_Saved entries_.

::::::

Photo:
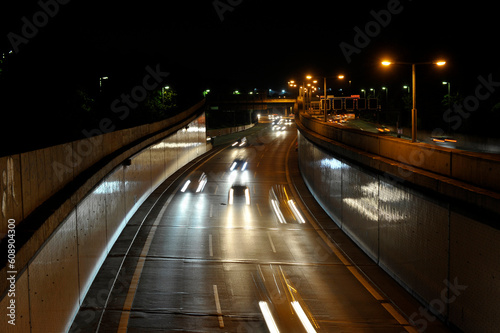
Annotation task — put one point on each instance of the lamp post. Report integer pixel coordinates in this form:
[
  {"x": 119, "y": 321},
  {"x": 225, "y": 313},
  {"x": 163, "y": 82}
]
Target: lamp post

::::::

_PROBLEM TO WORK ON_.
Every line above should be duplicated exactly; the pictures are to be left out.

_RESPONSE AREA_.
Photo:
Annotation task — put one point on each instance of the lamp post. Report integer pixel coordinates in this form:
[
  {"x": 119, "y": 321},
  {"x": 225, "y": 313},
  {"x": 163, "y": 82}
]
Target: lamp post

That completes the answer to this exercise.